◆ WHAT TO WORK ON ◆
All entries are to be retyped without alteration.

☆ ☆ ☆ ☆ ☆ ☆ ☆

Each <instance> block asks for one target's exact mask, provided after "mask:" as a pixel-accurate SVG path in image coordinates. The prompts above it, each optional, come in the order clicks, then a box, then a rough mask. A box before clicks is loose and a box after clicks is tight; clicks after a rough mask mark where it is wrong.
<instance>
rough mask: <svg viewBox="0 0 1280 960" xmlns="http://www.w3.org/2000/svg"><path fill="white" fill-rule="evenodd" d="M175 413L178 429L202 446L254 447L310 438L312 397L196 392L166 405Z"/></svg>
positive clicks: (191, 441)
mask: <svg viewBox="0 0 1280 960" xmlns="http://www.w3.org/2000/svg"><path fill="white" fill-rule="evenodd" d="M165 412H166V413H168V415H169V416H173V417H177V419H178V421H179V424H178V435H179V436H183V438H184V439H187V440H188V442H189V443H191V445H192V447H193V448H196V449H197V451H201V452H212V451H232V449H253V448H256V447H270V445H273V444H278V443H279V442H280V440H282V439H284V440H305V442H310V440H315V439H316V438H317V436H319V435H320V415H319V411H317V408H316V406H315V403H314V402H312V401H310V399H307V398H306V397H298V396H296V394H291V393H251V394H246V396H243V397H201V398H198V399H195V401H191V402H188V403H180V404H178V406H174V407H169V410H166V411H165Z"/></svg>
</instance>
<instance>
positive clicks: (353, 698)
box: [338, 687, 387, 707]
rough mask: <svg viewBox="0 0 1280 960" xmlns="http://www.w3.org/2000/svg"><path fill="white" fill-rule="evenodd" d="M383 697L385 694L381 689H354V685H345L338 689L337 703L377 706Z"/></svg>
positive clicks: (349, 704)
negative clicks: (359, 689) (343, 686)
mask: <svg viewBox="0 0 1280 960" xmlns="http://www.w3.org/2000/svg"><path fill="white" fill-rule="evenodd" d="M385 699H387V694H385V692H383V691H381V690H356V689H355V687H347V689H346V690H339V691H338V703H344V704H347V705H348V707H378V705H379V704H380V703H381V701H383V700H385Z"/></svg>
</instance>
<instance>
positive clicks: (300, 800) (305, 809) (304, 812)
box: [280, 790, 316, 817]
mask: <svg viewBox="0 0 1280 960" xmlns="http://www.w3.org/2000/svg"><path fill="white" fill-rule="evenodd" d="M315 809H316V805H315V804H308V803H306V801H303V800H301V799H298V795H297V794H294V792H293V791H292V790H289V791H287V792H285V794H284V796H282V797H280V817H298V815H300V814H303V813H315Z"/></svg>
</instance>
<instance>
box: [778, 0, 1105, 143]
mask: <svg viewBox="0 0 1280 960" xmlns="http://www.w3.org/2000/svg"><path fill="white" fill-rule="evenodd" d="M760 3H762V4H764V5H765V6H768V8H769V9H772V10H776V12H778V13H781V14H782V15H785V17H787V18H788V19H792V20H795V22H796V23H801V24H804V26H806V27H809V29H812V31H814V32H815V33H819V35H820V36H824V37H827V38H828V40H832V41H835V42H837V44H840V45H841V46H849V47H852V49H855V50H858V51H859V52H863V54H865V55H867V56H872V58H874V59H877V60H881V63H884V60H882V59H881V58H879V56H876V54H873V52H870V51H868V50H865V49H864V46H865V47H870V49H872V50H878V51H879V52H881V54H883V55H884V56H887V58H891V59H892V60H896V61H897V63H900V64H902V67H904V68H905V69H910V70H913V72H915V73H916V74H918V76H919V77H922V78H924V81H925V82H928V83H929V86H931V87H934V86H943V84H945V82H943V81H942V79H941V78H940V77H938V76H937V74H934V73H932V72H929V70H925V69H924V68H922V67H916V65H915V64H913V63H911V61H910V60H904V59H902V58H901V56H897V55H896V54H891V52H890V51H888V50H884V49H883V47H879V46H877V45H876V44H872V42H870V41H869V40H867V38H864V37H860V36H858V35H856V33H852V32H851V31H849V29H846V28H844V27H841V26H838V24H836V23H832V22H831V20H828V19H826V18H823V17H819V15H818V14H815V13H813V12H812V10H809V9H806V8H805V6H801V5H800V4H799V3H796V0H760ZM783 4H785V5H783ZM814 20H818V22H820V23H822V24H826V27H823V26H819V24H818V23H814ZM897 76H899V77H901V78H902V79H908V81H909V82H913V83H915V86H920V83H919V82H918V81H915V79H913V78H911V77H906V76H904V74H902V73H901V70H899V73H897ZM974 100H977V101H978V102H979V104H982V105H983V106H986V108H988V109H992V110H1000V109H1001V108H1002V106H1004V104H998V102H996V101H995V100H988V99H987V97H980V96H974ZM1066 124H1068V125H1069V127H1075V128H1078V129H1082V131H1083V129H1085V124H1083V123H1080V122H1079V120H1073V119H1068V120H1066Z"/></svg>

☆ ☆ ☆ ☆ ☆ ☆ ☆

◆ SOLUTION TO THE EXERCISE ◆
Each <instance> block asks for one target's exact mask, provided after "mask:" as a pixel-accurate SVG path in image coordinates. The prompts above it, each optional, come in the order clicks, then a box, then a rough mask. A box before clicks is loose and a box after clicks is tight; clicks after a rough mask mark where it is wrong.
<instance>
rough mask: <svg viewBox="0 0 1280 960" xmlns="http://www.w3.org/2000/svg"><path fill="white" fill-rule="evenodd" d="M175 413L178 429L202 446L254 447L310 438L312 397L196 392L166 405Z"/></svg>
positive clicks: (191, 441)
mask: <svg viewBox="0 0 1280 960" xmlns="http://www.w3.org/2000/svg"><path fill="white" fill-rule="evenodd" d="M165 412H166V413H168V415H169V416H173V417H177V419H178V421H179V424H178V435H179V436H183V438H184V439H187V440H188V442H189V443H191V445H192V447H193V448H196V449H197V451H201V452H212V451H232V449H253V448H256V447H270V445H273V444H278V443H279V442H280V440H282V439H284V440H305V442H310V440H315V439H316V438H317V436H319V435H320V415H319V411H317V408H316V406H315V403H314V402H312V401H310V399H307V398H306V397H298V396H296V394H291V393H251V394H246V396H243V397H201V398H198V399H195V401H191V402H188V403H180V404H178V406H174V407H169V410H166V411H165Z"/></svg>
</instance>
<instance>
positive clicks: (353, 698)
box: [338, 687, 387, 707]
rough mask: <svg viewBox="0 0 1280 960" xmlns="http://www.w3.org/2000/svg"><path fill="white" fill-rule="evenodd" d="M383 697L385 694L381 689H354V685H345L338 689L337 703L377 706Z"/></svg>
positive clicks: (349, 704)
negative clicks: (359, 689) (343, 686)
mask: <svg viewBox="0 0 1280 960" xmlns="http://www.w3.org/2000/svg"><path fill="white" fill-rule="evenodd" d="M385 699H387V694H385V692H383V691H381V690H356V689H355V687H347V689H346V690H339V691H338V703H344V704H347V705H348V707H378V705H379V704H380V703H381V701H383V700H385Z"/></svg>
</instance>
<instance>
positive clicks: (300, 800) (305, 809) (304, 812)
box: [280, 790, 316, 817]
mask: <svg viewBox="0 0 1280 960" xmlns="http://www.w3.org/2000/svg"><path fill="white" fill-rule="evenodd" d="M315 809H316V805H315V804H308V803H306V801H303V800H301V799H298V795H297V794H294V792H293V791H292V790H289V791H287V792H285V794H284V796H282V797H280V817H298V815H300V814H303V813H315Z"/></svg>
</instance>
<instance>
box: [778, 0, 1105, 143]
mask: <svg viewBox="0 0 1280 960" xmlns="http://www.w3.org/2000/svg"><path fill="white" fill-rule="evenodd" d="M760 3H762V4H764V5H765V6H768V8H769V9H772V10H776V12H778V13H781V14H782V15H785V17H787V18H788V19H792V20H795V22H796V23H801V24H804V26H806V27H809V29H812V31H814V32H815V33H819V35H820V36H824V37H827V38H828V40H832V41H835V42H837V44H840V45H841V46H849V47H852V49H855V50H858V51H859V52H863V54H865V55H867V56H872V58H874V59H877V60H881V63H884V60H882V59H881V58H879V56H876V54H873V52H870V51H868V50H865V49H864V46H865V47H870V49H872V50H878V51H879V52H881V54H883V55H884V56H887V58H891V59H892V60H896V61H897V63H900V64H902V67H904V68H905V69H910V70H913V72H915V73H916V74H918V76H919V77H922V78H924V81H925V82H928V83H929V86H931V87H934V86H943V84H945V82H943V81H942V79H941V78H940V77H938V76H937V74H934V73H932V72H929V70H925V69H924V68H922V67H916V65H915V64H913V63H911V61H910V60H904V59H902V58H901V56H897V55H896V54H891V52H890V51H888V50H884V49H883V47H879V46H877V45H876V44H872V42H870V41H869V40H867V38H864V37H860V36H858V35H856V33H852V32H851V31H849V29H846V28H844V27H841V26H838V24H836V23H832V22H831V20H828V19H826V18H823V17H819V15H818V14H815V13H813V12H812V10H809V9H806V8H805V6H801V5H800V4H799V3H796V0H760ZM783 4H785V5H783ZM814 20H818V22H820V23H822V24H826V27H823V26H819V24H818V23H814ZM897 76H899V77H901V78H902V79H908V81H909V82H913V83H915V86H920V83H919V82H918V81H915V79H913V78H911V77H906V76H904V74H902V73H901V70H899V73H897ZM974 100H977V101H978V102H979V104H982V105H983V106H986V108H988V109H992V110H1000V109H1001V108H1002V106H1004V104H998V102H996V101H995V100H988V99H987V97H980V96H974ZM1066 124H1068V125H1069V127H1075V128H1078V129H1082V131H1083V129H1085V124H1083V123H1080V122H1079V120H1073V119H1068V120H1066Z"/></svg>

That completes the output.